- _COMPLETE THE FOLLOWING_
A) List each of the three schisms that the passage on the church's "third schism" describes, with the period or cause it gives for each.
B) Extend the passage about the church's "third schism," picking up directly after its final sentence.

- _PASSAGE PROVIDED_
╔══

Third Schism

Third Schism July 21, 2014

One of the intriguing ideas in Deep Church Rising, written by Andrew G. Walker and Robin Parry, is that the church is currently suffering its “third schism.”

The first two are familiar: The schism of East and West during the eleventh century, and the Protestant-Catholic division of the sixteenth. Walker and Parry see a third schism coming in response to the challenge of the Enlightenment. On one side of the tear are churches that remained firmly orthodox; but many churches capitulated to “critical rationalism” and/or “Romanticism.”

Problem is, important as it is, the third schism hasn’t really penetrated the consciousness of orthodox Christians. We are still busy fighting the battles of the first two schisms, and are shocked to discover, suddenly, that the third schism has crept up and overtaken us.

Walker and Parry argue that the answer is “deep church,” a simultaneous burrowing into the Christian tradition and an openness to the new challenges and opportunities we face: Deep church is “about the marriage between the ‘new thing’ God is always doing in our lives, and the ‘old things’—the historic givens of the faith—that he has already done. . . . It is about anamnesia and acquiring the habit of forgetting old slights. It is about catholicity and a holy separation. It is about a recollected history and writing a new chapter in the annals of faith.”

╚══

- _MATERIAL SHOWN_
╔══

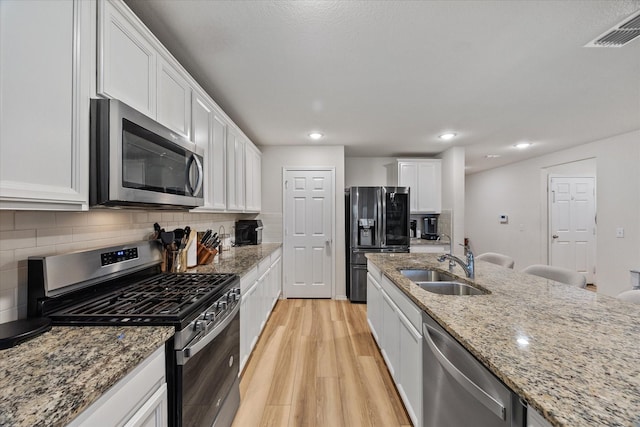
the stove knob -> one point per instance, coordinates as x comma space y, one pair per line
199, 326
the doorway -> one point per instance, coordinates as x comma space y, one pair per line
309, 232
572, 224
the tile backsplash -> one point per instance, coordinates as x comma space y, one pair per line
30, 233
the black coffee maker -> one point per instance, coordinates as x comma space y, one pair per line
248, 232
430, 227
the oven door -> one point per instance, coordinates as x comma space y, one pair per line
207, 376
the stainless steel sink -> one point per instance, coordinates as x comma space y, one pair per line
424, 275
450, 288
440, 282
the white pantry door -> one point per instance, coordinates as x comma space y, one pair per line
308, 233
573, 224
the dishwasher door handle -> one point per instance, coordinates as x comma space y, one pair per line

╚══

- _EXERCISE RESPONSES_
A)
1. The schism of East and West, during the eleventh century
2. The Protestant-Catholic division, in the sixteenth century
3. The third schism, coming in response to the challenge of the Enlightenment

B)
The Enlightenment challenge is a given. We can’t go back to a pre-critical world, nor should we try: “going back has to be a post-critical retrieval in full awareness of what has transpired in between. And it cannot be with the aim of simply repeating the theology and practice of past Christianity.” In filling out this program, they insist on the necessity of right belief, analyze various contemporary departures from orthodoxy, make a case for the importance of liturgical formation. 

I have differences with the authors on various details, but perhaps the biggest question has to do with the role of tradition. Speaking primarily to Evangelicals, Walker and Parry claim that “ecclesiology is the Achilles heel” of Evangelicalism, and, together with this, urge that “Scripture and tradition belong together like a team in a three-legged race.” They describe a relation of mutuality between the two: “Scripture in a sense is affirmed, sustained, and unfolded by tradition, but tradition is illuminated, judged, and controlled by Scripture.” They rightly point out that the mainstream reformers didn’t reject tradition per se. 

While I have great sympathy with their encouragement to embrace the whole Christian tradition, their discussion left me dissatisfied. A fully Evangelical treatment of tradition has to make plenty of room for Jesus’ sharp assaults on the traditions of the elders. They say that “Holy Scripture is open to all sorts of different interpretations,” and that we need tradition to discover the truth. How tradition escapes the problem of multiple interpretations is unclear, especially now that we are living on the far side of the “third schism.” What now counts as genuine “tradition”? And how do we decide?

That doesn’t detract from the value or importance of this book. Walker and Parry lay out a compelling diagnosis of the church and a promising program for Evangelicalism’s future. I hope the book will be widely read.